### [Objective a]
In the text excerpt on self-driving cars and highways, who developed the glowing lane markers that the Dutch government is testing?

....

For the last 100 years, our love affair with cars has had a dark side that symbolizes danger, loneliness, and helplessness. Middle-of-nowhere breakdowns, carjackings, wrecks, traffic jams, stolen radios, smog–we love our cars, but with a healthy fear.

Cars that drive themselves, using massive computer power to take rational action in milliseconds, don’t evoke the same nightmares. Especially the clean electric ones like Tesla’s, which will be driving themselves in limited ways early next year. Autonomous cars don’t panic, don’t fall asleep at the wheel, pollute less, and relieve highway traffic congestion. They’re protectors, not threats.

That means our dark, lonely highways will evolve as well. When computerized brains are driving, road highway standards need better lighting, more consistent roadway design, and better surface signage.

In the Netherlands, the government is testing glowing highway lane markers developed by industrial designer Daan Roosegaarde. Pleasing to human eyes, they’re even more vital to self-driving vehicles, which rely on a complex array of cameras to track painted lines.

When cars are navigating, signage begins to look different too. The Clearview typeface used on highway signs, developed by the Federal Highway Administration especially for human eyes, will become secondary. Signs will become machine readable, like barcodes or QR patterns.

....

### [Objective b]
In the listing below, reproduce every line from the one containing "point_to(query) locates a point on each instance of the thin" through the last line of the listing, inclusive. Omit any picture that falls in that stretch.

....

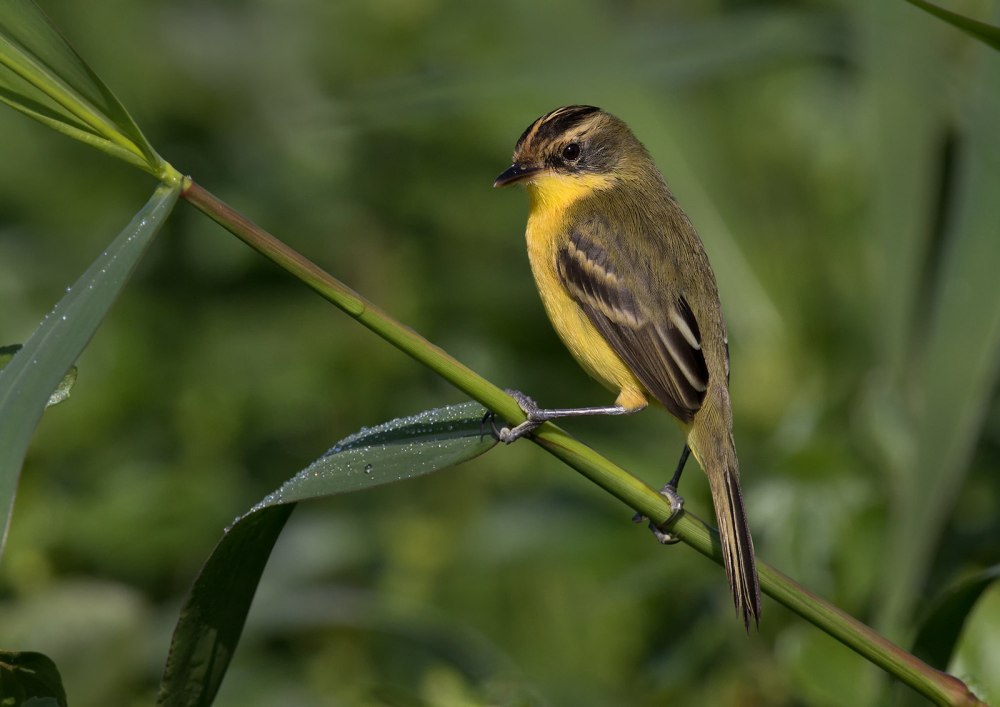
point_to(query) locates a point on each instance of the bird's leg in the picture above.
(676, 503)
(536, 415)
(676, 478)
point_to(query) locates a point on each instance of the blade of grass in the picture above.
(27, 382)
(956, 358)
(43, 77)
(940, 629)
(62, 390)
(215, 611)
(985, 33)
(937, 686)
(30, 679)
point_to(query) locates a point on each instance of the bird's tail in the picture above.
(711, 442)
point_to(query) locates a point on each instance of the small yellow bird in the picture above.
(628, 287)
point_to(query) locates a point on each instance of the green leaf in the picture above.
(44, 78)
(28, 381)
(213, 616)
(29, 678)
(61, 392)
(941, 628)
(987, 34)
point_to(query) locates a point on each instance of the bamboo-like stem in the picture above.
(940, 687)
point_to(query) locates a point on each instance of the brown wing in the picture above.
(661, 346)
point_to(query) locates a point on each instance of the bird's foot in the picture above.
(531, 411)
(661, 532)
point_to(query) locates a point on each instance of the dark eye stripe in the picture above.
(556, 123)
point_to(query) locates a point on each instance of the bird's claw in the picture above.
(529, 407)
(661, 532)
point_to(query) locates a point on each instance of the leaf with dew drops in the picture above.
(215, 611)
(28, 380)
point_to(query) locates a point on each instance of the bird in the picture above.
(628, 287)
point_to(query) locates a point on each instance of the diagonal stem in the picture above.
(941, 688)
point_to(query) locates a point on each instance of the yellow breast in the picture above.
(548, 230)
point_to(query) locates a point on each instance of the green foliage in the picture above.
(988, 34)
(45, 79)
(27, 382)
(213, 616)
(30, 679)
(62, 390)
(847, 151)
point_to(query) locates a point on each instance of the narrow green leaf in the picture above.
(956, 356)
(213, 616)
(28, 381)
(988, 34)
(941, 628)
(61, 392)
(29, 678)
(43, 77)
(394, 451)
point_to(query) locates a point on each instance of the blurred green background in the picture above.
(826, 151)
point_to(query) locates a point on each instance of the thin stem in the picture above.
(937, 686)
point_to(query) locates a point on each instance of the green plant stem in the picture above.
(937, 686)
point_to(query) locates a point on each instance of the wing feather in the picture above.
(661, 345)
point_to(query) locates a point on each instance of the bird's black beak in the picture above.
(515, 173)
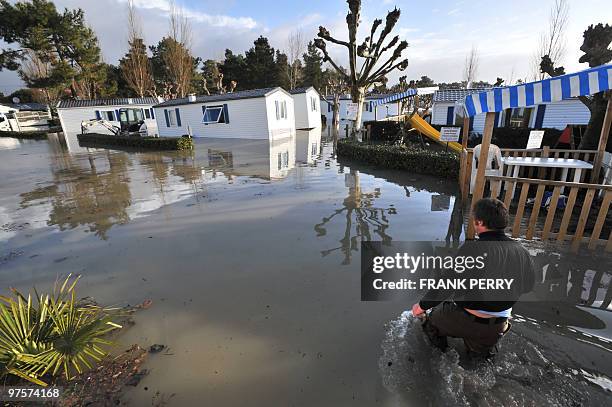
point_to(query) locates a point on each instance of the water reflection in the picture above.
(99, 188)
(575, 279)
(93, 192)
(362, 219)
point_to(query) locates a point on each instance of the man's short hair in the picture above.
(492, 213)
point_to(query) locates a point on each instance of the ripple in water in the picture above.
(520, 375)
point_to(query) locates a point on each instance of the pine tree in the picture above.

....

### [Full response a]
Industrial designer Daan Roosegaarde developed them.

### [Full response b]
point_to(query) locates a point on each instance of the thin stem in the picture above.
(937, 686)
point_to(query) locates a point on each instance of the green plant stem in the picture above.
(937, 686)
point_to(query) locates a point on each instance of the wing feather in the picture above.
(661, 345)
point_to(query) locates a point on each instance of the bird's black beak in the picture above.
(515, 173)
point_to(query) locates a point on each instance of the water reflection in the picture above.
(99, 188)
(575, 279)
(93, 192)
(362, 219)
point_to(query) locates a point on each instance of the man's short hair in the picture above.
(492, 213)
point_to(query) locates a point on each instance of the ripple in water in the picture above.
(520, 375)
point_to(query) locates a point on each instance of the pine tree in the picture above.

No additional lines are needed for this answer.